Problem:
Identify every line below that contains the word "white" and copy each one out in full.

Provided data:
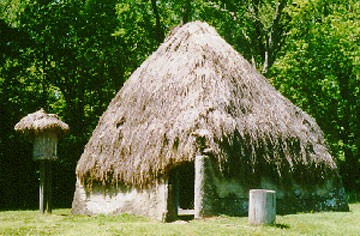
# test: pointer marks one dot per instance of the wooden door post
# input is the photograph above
(262, 206)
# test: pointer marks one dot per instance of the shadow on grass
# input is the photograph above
(281, 226)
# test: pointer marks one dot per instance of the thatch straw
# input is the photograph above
(196, 94)
(40, 121)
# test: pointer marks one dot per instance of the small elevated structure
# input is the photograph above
(43, 130)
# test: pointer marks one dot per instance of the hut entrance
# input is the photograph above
(182, 181)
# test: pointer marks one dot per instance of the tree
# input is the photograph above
(319, 70)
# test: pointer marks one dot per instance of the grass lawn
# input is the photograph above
(61, 222)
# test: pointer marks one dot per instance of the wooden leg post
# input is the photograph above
(42, 194)
(48, 187)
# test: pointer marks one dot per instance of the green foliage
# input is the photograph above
(319, 70)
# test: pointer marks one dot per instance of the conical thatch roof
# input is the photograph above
(40, 121)
(197, 94)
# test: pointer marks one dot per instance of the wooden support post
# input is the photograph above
(45, 188)
(199, 187)
(48, 187)
(262, 206)
(42, 194)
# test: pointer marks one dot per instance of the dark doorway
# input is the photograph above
(182, 179)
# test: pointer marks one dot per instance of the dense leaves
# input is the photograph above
(70, 57)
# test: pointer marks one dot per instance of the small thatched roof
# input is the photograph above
(40, 121)
(196, 94)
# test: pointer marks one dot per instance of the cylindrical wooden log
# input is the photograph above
(262, 206)
(42, 187)
(199, 186)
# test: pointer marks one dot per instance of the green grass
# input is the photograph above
(61, 222)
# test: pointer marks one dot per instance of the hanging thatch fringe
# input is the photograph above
(197, 94)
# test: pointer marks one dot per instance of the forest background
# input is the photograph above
(70, 57)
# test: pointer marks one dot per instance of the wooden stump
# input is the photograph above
(262, 206)
(199, 187)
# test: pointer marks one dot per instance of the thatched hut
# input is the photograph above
(196, 127)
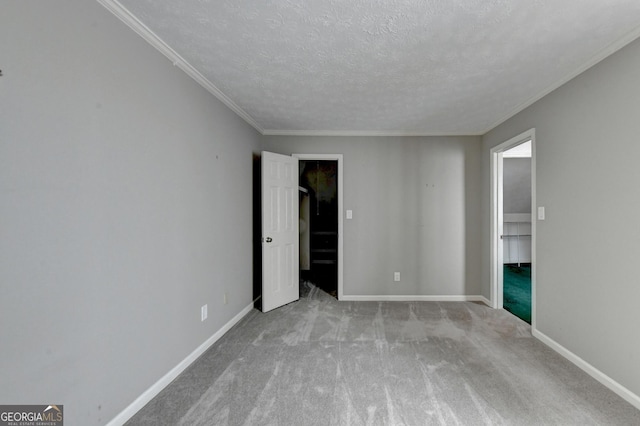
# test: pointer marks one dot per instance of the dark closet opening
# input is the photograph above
(319, 224)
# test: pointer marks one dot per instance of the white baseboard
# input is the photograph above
(616, 387)
(158, 386)
(414, 298)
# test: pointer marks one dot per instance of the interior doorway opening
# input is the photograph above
(513, 226)
(321, 226)
(516, 230)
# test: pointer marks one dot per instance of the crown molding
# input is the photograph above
(382, 133)
(143, 31)
(601, 55)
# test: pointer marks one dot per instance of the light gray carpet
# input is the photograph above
(323, 362)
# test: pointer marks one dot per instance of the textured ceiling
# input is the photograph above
(423, 67)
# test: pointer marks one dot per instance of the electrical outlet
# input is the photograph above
(203, 312)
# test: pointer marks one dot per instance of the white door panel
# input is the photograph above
(280, 265)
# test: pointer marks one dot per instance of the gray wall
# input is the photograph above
(587, 148)
(415, 205)
(125, 205)
(517, 185)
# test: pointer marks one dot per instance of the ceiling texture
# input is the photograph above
(381, 67)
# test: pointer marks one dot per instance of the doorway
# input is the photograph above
(513, 226)
(321, 238)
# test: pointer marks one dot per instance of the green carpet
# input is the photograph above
(517, 291)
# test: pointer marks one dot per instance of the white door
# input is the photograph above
(280, 240)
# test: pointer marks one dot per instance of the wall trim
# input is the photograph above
(165, 380)
(616, 387)
(422, 133)
(143, 31)
(595, 59)
(414, 298)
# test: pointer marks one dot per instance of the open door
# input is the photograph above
(280, 239)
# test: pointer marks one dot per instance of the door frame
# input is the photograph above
(496, 253)
(339, 159)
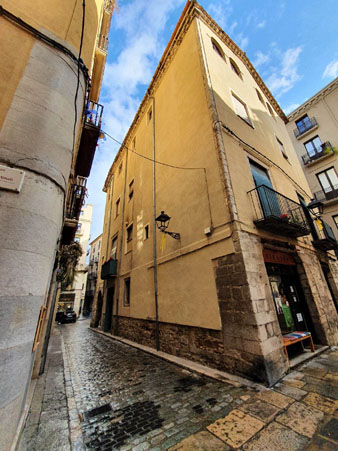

Worked solution:
# test: pointer marks one dot per instance of the white baseboard
# test: pointer marks one dot per instance of the white door panel
# test: pointer marks one dot per instance of the white door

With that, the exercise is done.